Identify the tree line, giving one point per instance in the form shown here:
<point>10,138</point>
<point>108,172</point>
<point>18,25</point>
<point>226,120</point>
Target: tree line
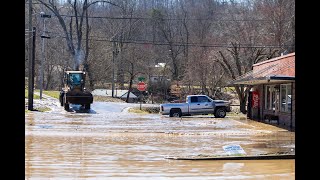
<point>199,43</point>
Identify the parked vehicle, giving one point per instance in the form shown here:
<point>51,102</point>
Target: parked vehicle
<point>74,91</point>
<point>196,104</point>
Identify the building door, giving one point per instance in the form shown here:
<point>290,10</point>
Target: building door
<point>276,100</point>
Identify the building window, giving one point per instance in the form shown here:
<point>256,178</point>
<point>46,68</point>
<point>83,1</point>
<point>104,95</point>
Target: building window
<point>286,97</point>
<point>272,97</point>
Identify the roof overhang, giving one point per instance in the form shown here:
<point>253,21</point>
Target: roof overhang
<point>264,80</point>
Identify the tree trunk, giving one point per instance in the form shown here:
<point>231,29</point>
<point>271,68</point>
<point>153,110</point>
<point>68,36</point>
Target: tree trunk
<point>130,88</point>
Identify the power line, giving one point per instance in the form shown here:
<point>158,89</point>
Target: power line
<point>159,43</point>
<point>175,19</point>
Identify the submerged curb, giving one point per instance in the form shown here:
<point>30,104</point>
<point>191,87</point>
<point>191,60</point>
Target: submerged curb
<point>259,157</point>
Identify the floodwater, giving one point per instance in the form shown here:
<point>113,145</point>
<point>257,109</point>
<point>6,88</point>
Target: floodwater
<point>110,143</point>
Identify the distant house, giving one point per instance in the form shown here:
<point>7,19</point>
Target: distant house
<point>132,98</point>
<point>158,78</point>
<point>272,94</point>
<point>122,94</point>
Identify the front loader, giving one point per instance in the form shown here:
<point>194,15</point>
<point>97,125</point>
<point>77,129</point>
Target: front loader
<point>74,91</point>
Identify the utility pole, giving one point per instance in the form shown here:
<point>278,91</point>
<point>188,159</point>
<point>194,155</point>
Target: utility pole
<point>43,36</point>
<point>113,56</point>
<point>31,64</point>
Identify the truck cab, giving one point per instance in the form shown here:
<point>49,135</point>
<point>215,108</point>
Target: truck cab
<point>196,104</point>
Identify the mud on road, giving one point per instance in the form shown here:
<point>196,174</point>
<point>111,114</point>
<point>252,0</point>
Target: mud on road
<point>110,142</point>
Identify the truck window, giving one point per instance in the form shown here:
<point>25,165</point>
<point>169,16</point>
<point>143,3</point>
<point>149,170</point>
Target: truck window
<point>194,99</point>
<point>203,99</point>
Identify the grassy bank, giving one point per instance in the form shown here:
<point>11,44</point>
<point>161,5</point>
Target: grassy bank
<point>35,96</point>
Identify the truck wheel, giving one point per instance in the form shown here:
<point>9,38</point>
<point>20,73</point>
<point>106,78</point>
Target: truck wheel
<point>87,106</point>
<point>66,106</point>
<point>175,113</point>
<point>220,113</point>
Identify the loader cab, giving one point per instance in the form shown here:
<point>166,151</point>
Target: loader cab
<point>74,78</point>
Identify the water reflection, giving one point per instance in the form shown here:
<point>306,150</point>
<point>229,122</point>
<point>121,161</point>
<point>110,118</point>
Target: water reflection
<point>115,145</point>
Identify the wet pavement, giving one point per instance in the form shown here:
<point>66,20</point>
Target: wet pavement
<point>108,142</point>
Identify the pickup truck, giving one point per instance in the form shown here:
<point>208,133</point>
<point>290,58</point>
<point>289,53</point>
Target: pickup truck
<point>196,104</point>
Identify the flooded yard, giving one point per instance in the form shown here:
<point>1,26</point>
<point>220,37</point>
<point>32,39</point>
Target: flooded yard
<point>110,143</point>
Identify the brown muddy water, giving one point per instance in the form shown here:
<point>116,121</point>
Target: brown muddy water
<point>116,144</point>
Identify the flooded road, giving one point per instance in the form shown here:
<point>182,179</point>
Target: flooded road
<point>110,143</point>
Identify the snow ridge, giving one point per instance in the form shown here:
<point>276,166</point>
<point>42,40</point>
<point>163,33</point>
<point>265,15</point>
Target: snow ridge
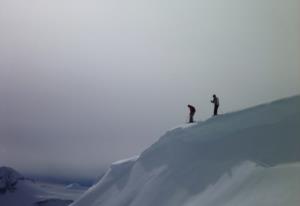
<point>228,151</point>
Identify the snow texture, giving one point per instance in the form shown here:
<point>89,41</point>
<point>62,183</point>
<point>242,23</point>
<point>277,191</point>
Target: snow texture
<point>250,157</point>
<point>15,190</point>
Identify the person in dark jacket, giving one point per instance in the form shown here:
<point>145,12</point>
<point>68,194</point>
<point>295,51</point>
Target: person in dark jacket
<point>215,101</point>
<point>192,112</point>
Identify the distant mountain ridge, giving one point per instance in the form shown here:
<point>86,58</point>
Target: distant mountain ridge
<point>218,162</point>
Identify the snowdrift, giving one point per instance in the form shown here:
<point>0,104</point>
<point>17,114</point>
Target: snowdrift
<point>250,157</point>
<point>16,190</point>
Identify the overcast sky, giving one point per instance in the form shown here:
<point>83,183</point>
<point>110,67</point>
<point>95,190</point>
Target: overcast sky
<point>87,82</point>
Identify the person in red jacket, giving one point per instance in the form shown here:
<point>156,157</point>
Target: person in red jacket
<point>192,112</point>
<point>215,101</point>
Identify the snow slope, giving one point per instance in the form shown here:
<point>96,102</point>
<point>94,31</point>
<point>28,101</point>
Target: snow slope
<point>250,157</point>
<point>16,190</point>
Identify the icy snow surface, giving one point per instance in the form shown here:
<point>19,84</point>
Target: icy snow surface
<point>15,190</point>
<point>250,157</point>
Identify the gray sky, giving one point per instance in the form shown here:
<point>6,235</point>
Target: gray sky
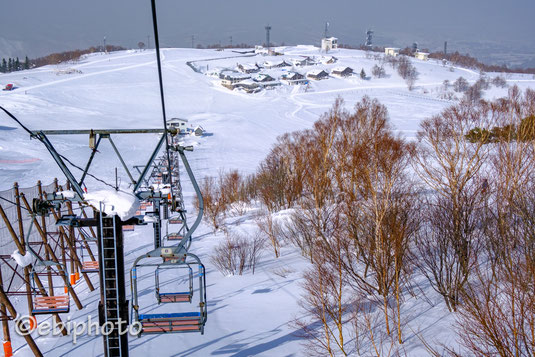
<point>494,30</point>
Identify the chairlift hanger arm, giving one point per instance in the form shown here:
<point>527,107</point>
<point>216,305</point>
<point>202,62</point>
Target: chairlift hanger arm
<point>187,236</point>
<point>149,163</point>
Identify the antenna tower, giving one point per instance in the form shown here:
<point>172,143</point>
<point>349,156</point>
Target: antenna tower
<point>268,28</point>
<point>369,34</point>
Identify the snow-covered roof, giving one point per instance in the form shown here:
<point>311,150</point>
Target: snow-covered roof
<point>234,75</point>
<point>341,69</point>
<point>249,82</point>
<point>291,75</point>
<point>177,120</point>
<point>316,72</point>
<point>249,66</point>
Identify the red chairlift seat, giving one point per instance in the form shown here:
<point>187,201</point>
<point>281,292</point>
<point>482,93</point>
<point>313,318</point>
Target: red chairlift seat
<point>51,304</point>
<point>174,236</point>
<point>175,220</point>
<point>90,267</point>
<point>169,323</point>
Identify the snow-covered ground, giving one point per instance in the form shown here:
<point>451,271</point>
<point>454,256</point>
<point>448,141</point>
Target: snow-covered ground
<point>247,315</point>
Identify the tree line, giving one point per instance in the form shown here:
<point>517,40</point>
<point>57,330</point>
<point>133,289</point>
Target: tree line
<point>375,214</point>
<point>13,65</point>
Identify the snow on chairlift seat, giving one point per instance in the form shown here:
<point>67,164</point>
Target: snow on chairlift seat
<point>51,304</point>
<point>170,323</point>
<point>90,267</point>
<point>174,236</point>
<point>184,296</point>
<point>175,220</point>
<point>144,205</point>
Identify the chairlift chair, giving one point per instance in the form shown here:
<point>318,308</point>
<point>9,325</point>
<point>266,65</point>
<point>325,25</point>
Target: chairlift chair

******

**Task to carry out**.
Print the complete listing exactly as it stands, without its pictures.

**Reply**.
Identify the tree line, giving one point per instance in the form shown here:
<point>10,138</point>
<point>108,172</point>
<point>18,25</point>
<point>226,120</point>
Target: tree line
<point>199,43</point>
Identify the parked vehicle, giving one point per instance in the form shown here:
<point>51,102</point>
Target: parked vehicle
<point>74,91</point>
<point>196,104</point>
Identify the building door, giving one point per instance in the form shown here:
<point>290,10</point>
Target: building door
<point>276,100</point>
Identify the building window, giving one point per instance in the form shown here:
<point>256,178</point>
<point>46,68</point>
<point>83,1</point>
<point>104,95</point>
Target: building window
<point>286,97</point>
<point>272,97</point>
Identify the roof overhang, giving one point per instance in the form shown here:
<point>253,21</point>
Target: roof overhang
<point>264,80</point>
Identify the tree trunk, giving one point per instance in the form shown here:
<point>231,29</point>
<point>271,68</point>
<point>153,110</point>
<point>68,36</point>
Target: tree trunk
<point>130,88</point>
Identify the power line, giving one point per instance in the form shown here:
<point>158,89</point>
Target: power line
<point>159,43</point>
<point>175,19</point>
Identify the submerged curb, giving one point per instance in the form shown here:
<point>30,104</point>
<point>191,87</point>
<point>191,60</point>
Target: submerged curb
<point>259,157</point>
Identify the floodwater, giving one point per instance in the form shown here:
<point>113,145</point>
<point>257,109</point>
<point>6,88</point>
Target: floodwater
<point>110,143</point>
Identify the distant house, giving one point per instance in the form shown here:
<point>7,19</point>
Target: distant house
<point>132,98</point>
<point>158,78</point>
<point>272,94</point>
<point>122,94</point>
Identify the front loader, giving one point per instance in the form shown here:
<point>194,15</point>
<point>97,125</point>
<point>77,129</point>
Target: front loader
<point>74,91</point>
Identify the utility pole, giving one point per instance in the form shown here:
<point>278,91</point>
<point>188,159</point>
<point>194,155</point>
Target: utility pole
<point>43,36</point>
<point>113,56</point>
<point>31,64</point>
Identify the truck cab, giving one point per instance in the form shown here:
<point>49,135</point>
<point>215,108</point>
Target: truck cab
<point>196,104</point>
Identify the mud on road, giving one point per instance in the form shown here:
<point>196,174</point>
<point>111,114</point>
<point>252,0</point>
Target: mud on road
<point>110,142</point>
Identify the truck window, giving one point per instance in the form shown here:
<point>25,165</point>
<point>169,16</point>
<point>143,3</point>
<point>149,170</point>
Target: truck window
<point>194,99</point>
<point>203,99</point>
Identify the grassy bank, giving one point per instance in the form shown here:
<point>11,44</point>
<point>161,5</point>
Target: grassy bank
<point>35,96</point>
Identify the truck wheel, giving one point per instance in the form shown here:
<point>9,38</point>
<point>20,73</point>
<point>106,78</point>
Target: truck wheel
<point>87,106</point>
<point>66,106</point>
<point>175,113</point>
<point>220,113</point>
Identify the loader cab, giving one point per instance in the form shown here:
<point>166,151</point>
Target: loader cab
<point>74,78</point>
Identify the water reflection, giving one point per instance in the form shown here:
<point>306,150</point>
<point>229,122</point>
<point>121,161</point>
<point>110,118</point>
Target: water reflection
<point>115,145</point>
Identify the wet pavement, giving one point per instance in the form shown here:
<point>66,20</point>
Target: wet pavement
<point>108,142</point>
Identify the pickup truck, giving one point per instance in the form shown here:
<point>208,133</point>
<point>290,58</point>
<point>289,53</point>
Target: pickup truck
<point>196,104</point>
Identify the flooded yard, giving one point per instance in the form shown here:
<point>1,26</point>
<point>220,37</point>
<point>32,39</point>
Target: flooded yard
<point>110,143</point>
Identify the brown muddy water, giving one point per instance in the form shown here:
<point>116,121</point>
Target: brown muddy water
<point>116,144</point>
Identify the flooded road, giving one point per instance in the form shown here:
<point>182,179</point>
Target: flooded road
<point>110,143</point>
Identify the snow ridge, giving one point per instance in the form shown here:
<point>276,166</point>
<point>42,40</point>
<point>163,33</point>
<point>265,15</point>
Target: snow ridge
<point>228,151</point>
Identify the snow texture, giving one point per instance in the form shown here:
<point>89,41</point>
<point>62,183</point>
<point>242,23</point>
<point>277,191</point>
Target: snow texture
<point>250,157</point>
<point>15,190</point>
Identify the person in dark jacket, giving one point per instance in the form shown here:
<point>145,12</point>
<point>68,194</point>
<point>295,51</point>
Target: person in dark jacket
<point>215,101</point>
<point>192,112</point>
Identify the distant mountain ridge, giving one point per instance in the form shown here:
<point>86,58</point>
Target: distant mountain ridge
<point>218,162</point>
Identify the snowdrift, giving one point per instance in the form shown here:
<point>0,104</point>
<point>17,114</point>
Target: snowdrift
<point>250,157</point>
<point>16,190</point>
Identify the overcast sky, giving one point per instance in the form shown here:
<point>83,183</point>
<point>110,67</point>
<point>95,190</point>
Target: overcast sky
<point>87,82</point>
Identify the person in red jacket, giving one point per instance in the form shown here:
<point>156,157</point>
Target: person in red jacket
<point>192,112</point>
<point>215,101</point>
Identify the snow slope, giving one point per instance in the form shown here:
<point>96,102</point>
<point>94,31</point>
<point>28,101</point>
Target: snow slope
<point>250,157</point>
<point>16,190</point>
Identify the icy snow surface, giving one point per instance in the form shown here:
<point>19,84</point>
Target: icy snow surface
<point>15,190</point>
<point>250,157</point>
Identify the gray sky, giving one point per instance in the form shown here:
<point>6,235</point>
Target: gray sky
<point>494,30</point>
Identify the chairlift hanger arm, giving one point per instance in the form shown here:
<point>527,107</point>
<point>216,305</point>
<point>202,62</point>
Target: chairlift hanger arm
<point>187,236</point>
<point>149,163</point>
Identify the antenna tower, giving one point per instance in the form shown here:
<point>172,143</point>
<point>349,156</point>
Target: antenna tower
<point>268,28</point>
<point>369,34</point>
Identify the snow-covered roof, giving one point per instance in the form shown here:
<point>311,150</point>
Target: snow-covered roof
<point>234,75</point>
<point>341,69</point>
<point>249,82</point>
<point>291,75</point>
<point>177,120</point>
<point>316,72</point>
<point>249,66</point>
Identify the red chairlift seat, giving one point per instance in the form shown here:
<point>187,201</point>
<point>281,292</point>
<point>482,93</point>
<point>313,318</point>
Target: red chairlift seat
<point>51,304</point>
<point>174,236</point>
<point>175,220</point>
<point>90,267</point>
<point>169,323</point>
Identify the snow-covered ground, giving one point per instance in the form shown here:
<point>451,271</point>
<point>454,256</point>
<point>448,141</point>
Target: snow-covered ground
<point>247,315</point>
Identify the tree line, giving one point per instance in the form shown here:
<point>517,40</point>
<point>57,330</point>
<point>133,289</point>
Target: tree line
<point>375,214</point>
<point>13,65</point>
Identify the snow on chairlift seat, giving one point per instance in the form shown here:
<point>67,164</point>
Target: snow on chairlift seat
<point>51,304</point>
<point>170,323</point>
<point>90,267</point>
<point>174,236</point>
<point>184,296</point>
<point>175,220</point>
<point>144,205</point>
Identify the chairlift chair, giving one point per instance in the form shown here:
<point>318,308</point>
<point>9,325</point>
<point>266,65</point>
<point>325,25</point>
Target: chairlift chair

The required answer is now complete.